Exercises to complete.
A. Reproduce the part of the categorical sampling post that starts at "PYRO.append(d_pyro.sample(subkey))" and ends at "jnp.arange(len(probs) + 1)".
B. Summarize the categorical sampling post in two sentences.

-- START OF Source excerpt --

CategoricalProbs Sample Discrepancies

[stergiosba]

The following explains the issue.

import distrax
import numpyro as pyro
import jax.numpy as jnp
import jax.random as jrandom
import tensorflow_probability.substrates.jax as tfp
import matplotlib.pyplot as plt

key = jrandom.PRNGKey(0)
probs = jnp.array([0.21, 0.25, 0.54])

d_tfp = tfp.distributions.Categorical(probs=probs)
d_pyro = pyro.distributions.Categorical(probs=probs)
d_distx = distrax.Categorical(probs=probs)

PYRO = []
TFP = []
DISTX = []

n_s = 1000
for _ in range(n_s):
    key, subkey = jrandom.split(key)
    PYRO.append(d_pyro.sample(subkey))
    TFP.append(d_tfp.sample(seed=subkey))
    DISTX.append(d_distx.sample(seed=subkey))

PYRO = jnp.array(PYRO)
TFP = jnp.array(TFP)
DISTX = jnp.array(DISTX)
x = jnp.arange(len(probs) + 1)

plt.hist([PYRO, TFP, DISTX], bins=x)
plt.grid()
plt.title("Samples of X")
plt.xlabel("Sample value of X")
plt.ylabel("Frequency")
plt.legend(["Experiment 1 (loop)", "Experiment 2 (stacked)"])
plt.xticks(x - 0.5, x)
plt.show()

And here is a histogram of the samples.

-- END OF Source excerpt --
-- START OF Provided material --

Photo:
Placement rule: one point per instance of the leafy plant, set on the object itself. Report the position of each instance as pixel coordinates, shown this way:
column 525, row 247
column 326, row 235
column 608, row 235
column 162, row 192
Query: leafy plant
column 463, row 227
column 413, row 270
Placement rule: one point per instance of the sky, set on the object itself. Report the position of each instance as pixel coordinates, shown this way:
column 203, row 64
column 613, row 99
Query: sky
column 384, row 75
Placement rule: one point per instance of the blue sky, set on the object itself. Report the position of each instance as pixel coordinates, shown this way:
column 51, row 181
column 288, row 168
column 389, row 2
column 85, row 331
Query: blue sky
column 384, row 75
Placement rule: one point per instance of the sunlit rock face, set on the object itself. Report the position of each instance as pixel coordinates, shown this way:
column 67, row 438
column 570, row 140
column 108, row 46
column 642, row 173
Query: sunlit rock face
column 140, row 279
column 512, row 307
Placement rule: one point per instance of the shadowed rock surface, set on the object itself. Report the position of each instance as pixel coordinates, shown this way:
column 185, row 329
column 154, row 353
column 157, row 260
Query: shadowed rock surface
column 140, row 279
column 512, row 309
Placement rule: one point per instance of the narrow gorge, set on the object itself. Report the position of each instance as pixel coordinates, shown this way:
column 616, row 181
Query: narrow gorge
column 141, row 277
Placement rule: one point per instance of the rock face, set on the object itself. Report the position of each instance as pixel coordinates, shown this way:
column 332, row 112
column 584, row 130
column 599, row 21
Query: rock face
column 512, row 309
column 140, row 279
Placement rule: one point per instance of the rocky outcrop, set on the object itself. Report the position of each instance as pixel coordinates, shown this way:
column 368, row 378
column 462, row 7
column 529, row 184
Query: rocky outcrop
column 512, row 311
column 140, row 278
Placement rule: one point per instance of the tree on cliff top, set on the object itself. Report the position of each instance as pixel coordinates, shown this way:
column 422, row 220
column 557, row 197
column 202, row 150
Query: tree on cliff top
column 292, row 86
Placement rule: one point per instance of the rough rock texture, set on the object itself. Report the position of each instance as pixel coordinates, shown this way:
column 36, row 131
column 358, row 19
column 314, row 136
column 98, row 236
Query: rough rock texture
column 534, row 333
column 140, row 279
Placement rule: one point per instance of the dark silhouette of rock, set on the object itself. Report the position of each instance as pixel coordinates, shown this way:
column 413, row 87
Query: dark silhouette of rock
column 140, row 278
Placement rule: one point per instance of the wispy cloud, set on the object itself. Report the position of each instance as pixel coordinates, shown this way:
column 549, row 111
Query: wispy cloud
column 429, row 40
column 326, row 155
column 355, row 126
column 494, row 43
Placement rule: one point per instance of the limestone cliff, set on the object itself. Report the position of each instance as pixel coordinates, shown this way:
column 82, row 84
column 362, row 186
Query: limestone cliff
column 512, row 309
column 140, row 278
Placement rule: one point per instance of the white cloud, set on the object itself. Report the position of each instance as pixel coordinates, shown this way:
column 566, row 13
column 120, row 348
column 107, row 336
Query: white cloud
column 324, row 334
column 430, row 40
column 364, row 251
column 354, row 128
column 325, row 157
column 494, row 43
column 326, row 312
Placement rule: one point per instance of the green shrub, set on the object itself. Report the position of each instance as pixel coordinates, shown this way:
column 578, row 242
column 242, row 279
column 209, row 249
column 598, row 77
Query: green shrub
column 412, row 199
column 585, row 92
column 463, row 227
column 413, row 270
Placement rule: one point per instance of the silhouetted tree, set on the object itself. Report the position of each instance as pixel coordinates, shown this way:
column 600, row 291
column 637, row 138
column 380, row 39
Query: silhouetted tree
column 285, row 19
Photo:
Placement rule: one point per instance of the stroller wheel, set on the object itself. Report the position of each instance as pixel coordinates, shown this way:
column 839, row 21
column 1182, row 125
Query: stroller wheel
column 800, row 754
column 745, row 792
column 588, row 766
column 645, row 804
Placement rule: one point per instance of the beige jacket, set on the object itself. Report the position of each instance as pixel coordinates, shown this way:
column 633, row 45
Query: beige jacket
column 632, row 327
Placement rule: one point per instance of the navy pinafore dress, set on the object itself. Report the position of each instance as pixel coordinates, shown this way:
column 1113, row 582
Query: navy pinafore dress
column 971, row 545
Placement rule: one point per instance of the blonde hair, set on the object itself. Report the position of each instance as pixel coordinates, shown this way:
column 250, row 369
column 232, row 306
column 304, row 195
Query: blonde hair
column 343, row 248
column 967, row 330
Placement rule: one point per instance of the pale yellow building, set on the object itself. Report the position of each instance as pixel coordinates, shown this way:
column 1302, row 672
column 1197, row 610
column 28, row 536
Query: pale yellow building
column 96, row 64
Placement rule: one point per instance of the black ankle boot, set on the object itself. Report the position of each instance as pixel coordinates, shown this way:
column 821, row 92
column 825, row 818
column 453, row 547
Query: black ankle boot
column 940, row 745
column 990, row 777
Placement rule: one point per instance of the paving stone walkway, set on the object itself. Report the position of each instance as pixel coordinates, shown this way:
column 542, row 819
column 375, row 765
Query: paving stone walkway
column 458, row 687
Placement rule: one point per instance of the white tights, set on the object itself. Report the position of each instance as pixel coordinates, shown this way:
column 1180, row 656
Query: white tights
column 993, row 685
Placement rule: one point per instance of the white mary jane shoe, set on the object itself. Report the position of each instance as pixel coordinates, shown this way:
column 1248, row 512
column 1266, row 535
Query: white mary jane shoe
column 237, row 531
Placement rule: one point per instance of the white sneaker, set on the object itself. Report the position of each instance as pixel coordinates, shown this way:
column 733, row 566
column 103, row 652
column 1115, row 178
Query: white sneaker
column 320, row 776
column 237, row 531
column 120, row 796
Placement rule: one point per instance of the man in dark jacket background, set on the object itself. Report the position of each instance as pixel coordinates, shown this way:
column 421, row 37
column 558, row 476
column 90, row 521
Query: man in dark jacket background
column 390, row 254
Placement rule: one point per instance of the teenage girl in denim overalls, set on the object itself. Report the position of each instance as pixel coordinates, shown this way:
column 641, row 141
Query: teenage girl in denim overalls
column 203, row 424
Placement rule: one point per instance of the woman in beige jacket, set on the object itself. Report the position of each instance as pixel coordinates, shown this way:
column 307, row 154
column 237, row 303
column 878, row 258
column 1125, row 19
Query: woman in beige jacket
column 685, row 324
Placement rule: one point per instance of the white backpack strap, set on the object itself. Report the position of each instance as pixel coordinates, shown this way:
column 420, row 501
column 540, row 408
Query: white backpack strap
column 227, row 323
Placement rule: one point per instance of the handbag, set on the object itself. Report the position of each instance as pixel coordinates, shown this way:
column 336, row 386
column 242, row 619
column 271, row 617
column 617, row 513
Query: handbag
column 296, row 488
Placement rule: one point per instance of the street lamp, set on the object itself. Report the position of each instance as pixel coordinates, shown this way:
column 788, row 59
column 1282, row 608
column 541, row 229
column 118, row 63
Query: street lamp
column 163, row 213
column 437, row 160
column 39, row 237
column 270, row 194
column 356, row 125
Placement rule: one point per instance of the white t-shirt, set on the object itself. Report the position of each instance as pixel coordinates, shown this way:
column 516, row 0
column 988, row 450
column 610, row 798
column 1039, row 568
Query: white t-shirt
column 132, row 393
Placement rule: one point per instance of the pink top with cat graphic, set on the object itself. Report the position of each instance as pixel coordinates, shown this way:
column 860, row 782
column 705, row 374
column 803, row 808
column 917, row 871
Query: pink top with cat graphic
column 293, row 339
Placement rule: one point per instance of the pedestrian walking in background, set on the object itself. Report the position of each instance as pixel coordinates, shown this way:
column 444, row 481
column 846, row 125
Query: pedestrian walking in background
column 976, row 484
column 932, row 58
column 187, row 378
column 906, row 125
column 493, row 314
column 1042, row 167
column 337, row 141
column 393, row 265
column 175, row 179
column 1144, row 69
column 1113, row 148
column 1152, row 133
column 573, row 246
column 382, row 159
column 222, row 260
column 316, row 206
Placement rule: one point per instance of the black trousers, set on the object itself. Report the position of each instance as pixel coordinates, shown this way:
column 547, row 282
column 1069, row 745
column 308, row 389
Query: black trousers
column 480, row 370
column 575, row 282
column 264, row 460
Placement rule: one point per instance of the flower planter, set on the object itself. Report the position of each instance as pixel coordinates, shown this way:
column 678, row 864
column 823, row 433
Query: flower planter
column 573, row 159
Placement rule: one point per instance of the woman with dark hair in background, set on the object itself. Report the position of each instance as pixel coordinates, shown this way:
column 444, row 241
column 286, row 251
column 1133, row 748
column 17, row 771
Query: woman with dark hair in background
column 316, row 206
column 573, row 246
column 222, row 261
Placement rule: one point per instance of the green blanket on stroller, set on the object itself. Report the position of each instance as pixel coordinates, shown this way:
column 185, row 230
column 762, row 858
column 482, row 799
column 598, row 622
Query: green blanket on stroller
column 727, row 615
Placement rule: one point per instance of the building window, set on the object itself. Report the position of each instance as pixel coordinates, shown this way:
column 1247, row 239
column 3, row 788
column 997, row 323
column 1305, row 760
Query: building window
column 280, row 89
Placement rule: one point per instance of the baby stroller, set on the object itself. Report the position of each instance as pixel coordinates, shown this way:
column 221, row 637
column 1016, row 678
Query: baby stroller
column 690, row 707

-- END OF Provided material --

Answers per task.
A.
PYRO.append(d_pyro.sample(subkey))
    TFP.append(d_tfp.sample(seed=subkey))
    DISTX.append(d_distx.sample(seed=subkey))

PYRO = jnp.array(PYRO)
TFP = jnp.array(TFP)
DISTX = jnp.array(DISTX)
x = jnp.arange(len(probs) + 1)

B. Under the title "CategoricalProbs Sample Discrepancies," the post gives code that builds a categorical distribution with probabilities 0.21, 0.25 and 0.54 in TensorFlow Probability, NumPyro and Distrax. The code draws 1,000 samples from each distribution in a loop with the same split random keys and plots them together in a histogram.